» EXERCISE INSTRUCTIONS:
Before copying the entries, remove the pictures; everything else stays exactly as it is.

» RECORD EXCERPTS:
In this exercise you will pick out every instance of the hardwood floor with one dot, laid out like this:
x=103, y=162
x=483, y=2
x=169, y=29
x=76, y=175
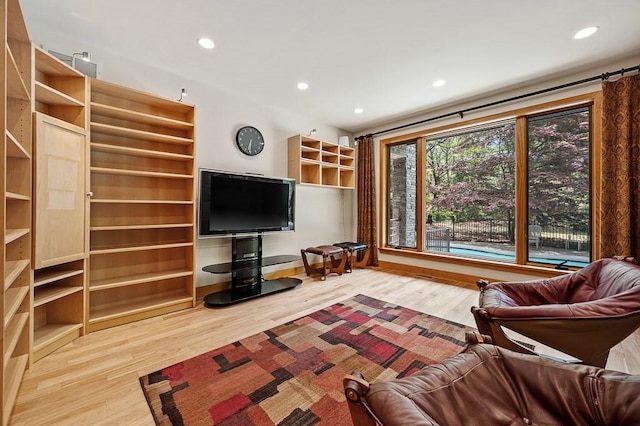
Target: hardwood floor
x=94, y=380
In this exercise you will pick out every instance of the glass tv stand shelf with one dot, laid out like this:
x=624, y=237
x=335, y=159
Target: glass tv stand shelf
x=246, y=273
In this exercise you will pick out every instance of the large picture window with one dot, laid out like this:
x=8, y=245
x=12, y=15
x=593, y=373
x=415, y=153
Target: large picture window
x=514, y=189
x=558, y=187
x=470, y=192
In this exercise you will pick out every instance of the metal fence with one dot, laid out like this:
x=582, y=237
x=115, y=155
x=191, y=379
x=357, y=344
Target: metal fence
x=500, y=231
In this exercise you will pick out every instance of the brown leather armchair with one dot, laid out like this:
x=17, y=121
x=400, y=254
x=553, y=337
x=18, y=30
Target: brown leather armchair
x=583, y=314
x=490, y=385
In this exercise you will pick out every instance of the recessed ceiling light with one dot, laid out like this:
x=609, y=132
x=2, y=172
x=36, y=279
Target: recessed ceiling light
x=585, y=32
x=207, y=43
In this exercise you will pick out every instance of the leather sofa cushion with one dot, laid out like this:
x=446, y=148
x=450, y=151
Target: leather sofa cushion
x=608, y=287
x=487, y=385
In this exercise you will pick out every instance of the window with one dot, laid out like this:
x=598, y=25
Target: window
x=515, y=189
x=558, y=187
x=470, y=192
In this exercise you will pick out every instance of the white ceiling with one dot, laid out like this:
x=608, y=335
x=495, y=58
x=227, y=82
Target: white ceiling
x=380, y=55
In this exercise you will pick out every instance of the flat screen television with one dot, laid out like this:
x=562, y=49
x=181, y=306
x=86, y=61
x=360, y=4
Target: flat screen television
x=231, y=203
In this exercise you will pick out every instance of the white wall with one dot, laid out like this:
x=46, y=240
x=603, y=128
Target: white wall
x=468, y=268
x=323, y=215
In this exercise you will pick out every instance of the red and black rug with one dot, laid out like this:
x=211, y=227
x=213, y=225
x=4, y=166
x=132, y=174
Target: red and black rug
x=292, y=374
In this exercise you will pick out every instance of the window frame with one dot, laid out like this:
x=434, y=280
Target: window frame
x=520, y=115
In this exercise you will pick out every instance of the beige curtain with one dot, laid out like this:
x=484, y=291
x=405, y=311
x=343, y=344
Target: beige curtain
x=367, y=230
x=621, y=167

» SOLUTION FOR THIS EXERCISE:
In this exercise you will pick out every instance of the hardwood floor with one dot, laid out like this:
x=103, y=162
x=483, y=2
x=169, y=29
x=76, y=175
Target: hardwood floor
x=94, y=380
In this exercise you will pick out every instance of the glass tv stand shelf with one dot, laid out like this:
x=624, y=237
x=335, y=159
Target: glass tv stand shelf
x=246, y=273
In this exercise you will pick out every instance of the large picture window with one dot, laid out like this:
x=8, y=245
x=12, y=15
x=593, y=373
x=415, y=153
Target: large picture window
x=514, y=189
x=558, y=187
x=470, y=192
In this exercise you will pick out every instance of the metal fence with one dot, laid out like this:
x=582, y=237
x=115, y=155
x=191, y=379
x=357, y=344
Target: metal fence
x=500, y=231
In this exercise you will pick out every instance of the brown leather armchair with one dot, laid out like this:
x=17, y=121
x=400, y=254
x=553, y=337
x=18, y=30
Target: brown leather armchair
x=583, y=314
x=490, y=385
In this exercise you will pick out every instance of the recessed ceiling light with one dot, laid out like this:
x=609, y=132
x=2, y=172
x=36, y=279
Target: recessed ceiling light
x=585, y=32
x=207, y=43
In this exercise you will pick out every instance of the leather sofa cushion with one dot, laid out like this:
x=446, y=148
x=450, y=151
Target: leather sofa cushion
x=608, y=287
x=487, y=385
In this exercise you will pick out every instance of the window with one dot, laid out like this:
x=598, y=25
Target: window
x=515, y=189
x=558, y=187
x=470, y=192
In this exercise you will pick out every instance of the white ceiling with one dot, laid out like this:
x=608, y=335
x=495, y=58
x=227, y=82
Target: white ceiling
x=380, y=55
In this exercise you will pick out every instance of the flat screen television with one dot, laid out like this:
x=562, y=49
x=181, y=306
x=86, y=61
x=360, y=4
Target: flat screen television
x=231, y=203
In this exercise you will pick out every instance of the white wall with one dot, laid out like this:
x=46, y=240
x=603, y=128
Target: white wall
x=468, y=268
x=323, y=215
In this exercise you will pick out every instance of the red and black rug with one dot, laid out like this:
x=211, y=227
x=213, y=225
x=4, y=166
x=132, y=174
Target: red and black rug
x=292, y=374
In this exercise you will pick out every instance of the window frame with one dot, laid out like this:
x=434, y=280
Target: window frame
x=520, y=115
In this exercise you will pick out every instance of the beige curtain with one dot, laid out like this:
x=484, y=291
x=405, y=311
x=343, y=344
Target: beige curtain
x=367, y=230
x=621, y=167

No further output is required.